PASSAGE PROVIDED ::
━━━
No matter what the depth is, the balance of the rod and the jig works the same. You need certain weight to get slow pitch game going.
When you reel and jerk, the rod bends to the weight of the jig, then slowly springs back up and pitches the jig. That creates the jig performances like a weak, hesitating, scared, crippled or dying bait fish.
If with too light a jig, the rod would just punch and release the jig quickly. The jig movement becomes more energetic, closer to high pitch jigging. But when you don’t have a high pitch jig on, jig does not slide to the sides and you’d end up doing “fast pitch” jigging, which would not work well.
Neither is good or bad. They are just different strategies. And there are jig types as certain jigs work well with energetic actions and others work well with soft actions. It’s all up to your tactics.

Action Tone by Rod to Jig Match

Rod Lure weight Punchy Setting Standard Setting Soft Setting
Slow Jerker 603-2 2oz = 56g 60g – 100g 100g – 120g 120g – 150g
Slow Jerker 603-3 3oz = 85g 80g – 130g 130g – 180g 180g – 260g
Slow Jerker 603-4 4oz = 113g 100g – 150g 150g – 210g 210g – 300g
Slow Jerker 603-6 6oz = 850g 120g – 180g 180g – 240g 240g – 400g
High Pitch Jerker 600 3oz = 170g 180g – 260g 260g – 300g 300g – 600g

This is just rough references. Poseidon Slow Jerker is super strong and elastic. If you use the rod’s full length’s power by pushing down the rod butt with your elbow when you lift and keeping the tip angled less than 90 degrees to the line, you can easily push the limit of lure weight and the rod will still strongly spring back up the jig for you.

Also, keep in mind that the chart is based on the spankered boat. Sea-anchor loosens the line than Spanker and your line will be catching more currents. That is why you need a little more power in the rod. In other words, if from a sea-anchored boat, the rod power becomes weaker than above references.
━━━
Recorded data:
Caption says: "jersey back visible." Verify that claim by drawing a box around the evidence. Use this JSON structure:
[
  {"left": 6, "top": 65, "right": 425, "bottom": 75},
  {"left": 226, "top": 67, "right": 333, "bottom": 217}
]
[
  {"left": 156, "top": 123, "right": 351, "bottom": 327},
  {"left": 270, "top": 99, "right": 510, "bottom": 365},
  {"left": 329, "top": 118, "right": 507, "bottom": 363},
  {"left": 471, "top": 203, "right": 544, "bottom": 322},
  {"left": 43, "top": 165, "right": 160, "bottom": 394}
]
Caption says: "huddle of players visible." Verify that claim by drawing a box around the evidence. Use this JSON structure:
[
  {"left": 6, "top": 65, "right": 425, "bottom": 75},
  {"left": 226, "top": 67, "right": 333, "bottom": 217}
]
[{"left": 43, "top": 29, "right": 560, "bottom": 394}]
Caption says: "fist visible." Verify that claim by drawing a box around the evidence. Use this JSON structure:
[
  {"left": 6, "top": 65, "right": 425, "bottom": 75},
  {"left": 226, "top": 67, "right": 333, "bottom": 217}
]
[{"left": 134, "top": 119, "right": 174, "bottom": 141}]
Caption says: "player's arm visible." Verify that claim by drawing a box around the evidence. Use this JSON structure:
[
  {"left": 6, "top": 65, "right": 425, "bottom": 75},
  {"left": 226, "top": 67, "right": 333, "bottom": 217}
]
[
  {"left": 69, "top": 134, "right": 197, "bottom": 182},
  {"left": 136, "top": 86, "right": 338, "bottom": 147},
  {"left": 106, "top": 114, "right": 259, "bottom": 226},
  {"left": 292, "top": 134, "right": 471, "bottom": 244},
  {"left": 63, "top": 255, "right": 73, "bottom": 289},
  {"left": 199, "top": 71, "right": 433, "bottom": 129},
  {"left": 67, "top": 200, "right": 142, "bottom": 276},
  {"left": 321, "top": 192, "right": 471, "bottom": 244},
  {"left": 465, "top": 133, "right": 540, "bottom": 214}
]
━━━
JOB 1 :: According to the passage on slow pitch jigging, what kind of boat is the rod-to-jig chart based on?
JOB 2 :: Extend the passage on slow pitch jigging rod and jig balance, picking up after its final sentence.

RESPONSE 1 :: A spankered boat.

RESPONSE 2 ::
Jig Types and Preferences

The following is the example of Seafloor Control jigs.

  • Gawky works well with soft setting
  • Cranky works well from soft to standard setting
  • Rector works well from standard to punchy setting
  • Spunky works well with punchy setting (or soft high pitch setting)

You can cross check with the action tone chart above. It’s up to your tactics, how heavy and what type of jig to use in what setting. Along with your application, they all combine to determine what actions you are making.

Again, it’s just rough references. You can’t tell what rod to use with how heavy a jig. You just need to drop a jig and see for yourself. The bottom line is that if the rod springs back up straight when you jerk and hold it up, the rod is working the jig. It depends not only on the jig weight, but also on the depth, the current and the line (thicker line catches more currents).

The chart says 603-6 can lift a 400g jig, but sometimes I drop a 210g jig with 603-6 from a spankered boat, but the current pulls the line so hard that the tip doesn’t come back up. Then I know the jig is not moving. I may switch to long fall jigging with a heavier jig or change the rod to high pitch jigging. That’s how it goes.

What when you fish in shallow water?

The balance is more important than merely using a small jig. Shallow water means you can use small jigs. It doesn’t mean a lighter jig works better. It just means you can, as long as you keep the balance.

So, you can start with your normal balanced tackle even in shallow water. Maybe 603-3 with 180g.
When you don’t get contacts, you want to change something and you start thinking…
Should I go lighter? The jig will be smaller and quicker.
Or should I go heavier? The jig will be bigger and slower.
Which is easier for your target to bite, smaller or slower?
There’s no definite answer. It’s your call. Your game. This is the fun of the game. It gives you the framework what you can do and what you can change.
You can change something like the followings.

  • Use different types of the jigs, different types of actions.
  • Go lighter with 150g jig.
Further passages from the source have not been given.